Stattdessen holte ihn die Anerkennung zurück ins Leben:
„Um alles in der Welt, das kann doch nicht sein, dass das jemand brauchen kann! Ich selbst weiß ja nicht, ob etwas daraus geworden ist, ich sehe es ja nicht, aber alle sagten mir, dass es viel besser ist als früher.
Eine Ausstellung ist wie ein Seelenstriptease. Eins mit sich selbst und der Leinwand entblößt du dich auf dem Bild. Wenn einer von einer Million, ein einziger Mensch, sich das Bild anschaut und schweigend näher tritt, habe ich das Gefühl, dass er mich als Mensch in diesem Bild verstanden hat. Mehr brauche ich nicht.”
Nun gibt er nicht mehr auf.
Die Farbentuben kennzeichnet er durch unterschiedliche Einkerbungen an den Verschlüssen; einige dünne, lange Nadeln, die er in wichtige Punkte in der Leinwand steckt, helfen ihm, sich auf der Bildfläche zu orientieren. Mit klaren und starken Farben reflektiert er visuelle Eindrücke aus seinem anderen Leben.
Doch wie ist das möglich, fragen selbst Psychologen, dass er - ohne selbst sehen zu können - dabei mit optischen Illusionen spielt, das Glanzlicht eines Glases so treffend setzt, als sei es vor ihm im Raum gestanden. Gewiss stand es im Raum – zehn Jahre davor.
Ein holographisches Bewusstsein?
Es klingt herzlos, aber in die staunende Bewunderung mischt sich naturwissenschaftliche Neugier: Wie lange glüht die Farbenwelt im Inneren nach? Verblassen die Farben, verdunkeln sich die Bilder der Erinnerung? Weiß er nach weiteren 10 Jahren noch, was ein Rot ist oder ein Blau?

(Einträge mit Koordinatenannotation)
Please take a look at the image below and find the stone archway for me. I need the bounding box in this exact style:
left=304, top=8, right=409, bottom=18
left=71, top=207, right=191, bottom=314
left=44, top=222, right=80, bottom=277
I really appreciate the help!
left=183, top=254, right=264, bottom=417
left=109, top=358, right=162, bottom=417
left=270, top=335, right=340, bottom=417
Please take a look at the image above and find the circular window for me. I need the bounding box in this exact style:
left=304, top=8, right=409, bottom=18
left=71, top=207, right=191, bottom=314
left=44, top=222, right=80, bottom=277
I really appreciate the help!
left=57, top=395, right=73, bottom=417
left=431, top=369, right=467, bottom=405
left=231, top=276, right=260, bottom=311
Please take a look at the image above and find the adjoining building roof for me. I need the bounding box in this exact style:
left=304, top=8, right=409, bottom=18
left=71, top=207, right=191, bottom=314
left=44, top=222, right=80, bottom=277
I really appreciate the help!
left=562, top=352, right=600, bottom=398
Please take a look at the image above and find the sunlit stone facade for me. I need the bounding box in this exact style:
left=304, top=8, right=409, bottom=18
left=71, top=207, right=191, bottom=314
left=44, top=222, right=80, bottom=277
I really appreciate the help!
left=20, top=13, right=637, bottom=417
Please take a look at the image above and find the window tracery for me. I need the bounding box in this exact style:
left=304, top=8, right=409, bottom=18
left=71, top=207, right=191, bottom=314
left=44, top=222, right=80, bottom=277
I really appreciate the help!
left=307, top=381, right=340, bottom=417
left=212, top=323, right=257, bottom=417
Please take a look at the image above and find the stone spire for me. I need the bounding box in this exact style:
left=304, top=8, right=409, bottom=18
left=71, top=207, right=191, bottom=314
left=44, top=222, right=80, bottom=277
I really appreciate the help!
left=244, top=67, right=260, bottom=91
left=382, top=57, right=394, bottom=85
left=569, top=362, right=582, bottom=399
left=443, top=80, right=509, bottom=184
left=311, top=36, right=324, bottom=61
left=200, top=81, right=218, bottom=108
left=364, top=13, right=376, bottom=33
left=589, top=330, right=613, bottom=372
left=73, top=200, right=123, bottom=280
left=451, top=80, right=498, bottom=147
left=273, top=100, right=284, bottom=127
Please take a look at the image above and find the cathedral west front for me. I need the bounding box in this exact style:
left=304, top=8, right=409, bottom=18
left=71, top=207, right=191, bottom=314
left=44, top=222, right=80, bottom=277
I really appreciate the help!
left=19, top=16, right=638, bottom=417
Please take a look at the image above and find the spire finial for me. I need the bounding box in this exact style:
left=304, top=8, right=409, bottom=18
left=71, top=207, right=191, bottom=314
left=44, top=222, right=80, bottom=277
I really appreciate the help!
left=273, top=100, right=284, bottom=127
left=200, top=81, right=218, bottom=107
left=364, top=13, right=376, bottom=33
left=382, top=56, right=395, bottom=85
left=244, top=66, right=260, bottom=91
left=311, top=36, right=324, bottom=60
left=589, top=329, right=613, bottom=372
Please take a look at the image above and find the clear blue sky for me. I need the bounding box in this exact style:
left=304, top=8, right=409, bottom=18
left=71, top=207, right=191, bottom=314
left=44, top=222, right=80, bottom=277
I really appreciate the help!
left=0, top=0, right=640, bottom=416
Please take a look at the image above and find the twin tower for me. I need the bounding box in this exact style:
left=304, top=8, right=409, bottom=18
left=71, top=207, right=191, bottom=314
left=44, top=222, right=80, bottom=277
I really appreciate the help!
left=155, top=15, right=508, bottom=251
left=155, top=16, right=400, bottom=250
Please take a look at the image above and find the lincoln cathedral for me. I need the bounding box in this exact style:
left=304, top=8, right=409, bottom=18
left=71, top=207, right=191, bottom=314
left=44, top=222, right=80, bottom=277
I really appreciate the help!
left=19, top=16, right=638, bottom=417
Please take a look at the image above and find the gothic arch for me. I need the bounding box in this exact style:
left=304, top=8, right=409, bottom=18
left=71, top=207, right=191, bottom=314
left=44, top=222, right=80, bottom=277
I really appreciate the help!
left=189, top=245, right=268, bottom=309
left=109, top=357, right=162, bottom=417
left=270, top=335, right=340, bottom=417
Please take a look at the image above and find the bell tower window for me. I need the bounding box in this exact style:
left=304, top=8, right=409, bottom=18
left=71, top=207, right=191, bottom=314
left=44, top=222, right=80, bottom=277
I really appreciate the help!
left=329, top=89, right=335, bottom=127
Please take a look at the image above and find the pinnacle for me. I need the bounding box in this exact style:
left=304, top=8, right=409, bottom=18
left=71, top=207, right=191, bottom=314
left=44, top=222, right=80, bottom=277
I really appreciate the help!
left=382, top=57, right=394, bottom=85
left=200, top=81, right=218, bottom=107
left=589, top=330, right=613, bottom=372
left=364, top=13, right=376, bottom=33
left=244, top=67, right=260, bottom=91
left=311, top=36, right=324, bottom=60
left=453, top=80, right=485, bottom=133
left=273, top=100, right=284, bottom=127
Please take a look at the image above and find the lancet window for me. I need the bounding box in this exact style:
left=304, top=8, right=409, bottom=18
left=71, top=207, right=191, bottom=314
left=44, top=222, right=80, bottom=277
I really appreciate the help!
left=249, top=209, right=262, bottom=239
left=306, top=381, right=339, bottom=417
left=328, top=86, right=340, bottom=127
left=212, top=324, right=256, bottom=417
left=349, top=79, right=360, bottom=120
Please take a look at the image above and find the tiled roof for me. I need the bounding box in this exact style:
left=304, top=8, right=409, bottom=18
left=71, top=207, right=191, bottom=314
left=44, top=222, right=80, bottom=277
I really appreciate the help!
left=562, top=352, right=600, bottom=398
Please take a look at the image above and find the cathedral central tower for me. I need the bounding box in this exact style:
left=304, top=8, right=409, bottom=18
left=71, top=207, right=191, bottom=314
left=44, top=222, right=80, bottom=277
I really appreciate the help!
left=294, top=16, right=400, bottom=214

* GESTELLTE AUFGABE 1
Erläutern Sie in ein bis drei Sätzen, welche Erklärung der Auszug über den Maler dafür liefert, dass er das Glanzlicht eines Glases so treffend setzen kann, obwohl er selbst nicht sehen kann.
* GESTELLTE AUFGABE 2
Wiederholen Sie den Wortlaut des Auszugs über den Maler, beginnend bei „Nun gibt er“ und endend bei „seinem anderen Leben.“.

* VOLLSTÄNDIGE ANTWORT 1
Der Auszug führt dies darauf zurück, dass das Glas tatsächlich im Raum stand, allerdings zehn Jahre davor. Der Maler greift damit auf frühere Seheindrücke zurück, denn er reflektiert mit seinen Farben visuelle Eindrücke aus seinem anderen Leben.

* VOLLSTÄNDIGE ANTWORT 2
Nun gibt er nicht mehr auf.
Die Farbentuben kennzeichnet er durch unterschiedliche Einkerbungen an den Verschlüssen; einige dünne, lange Nadeln, die er in wichtige Punkte in der Leinwand steckt, helfen ihm, sich auf der Bildfläche zu orientieren. Mit klaren und starken Farben reflektiert er visuelle Eindrücke aus seinem anderen Leben.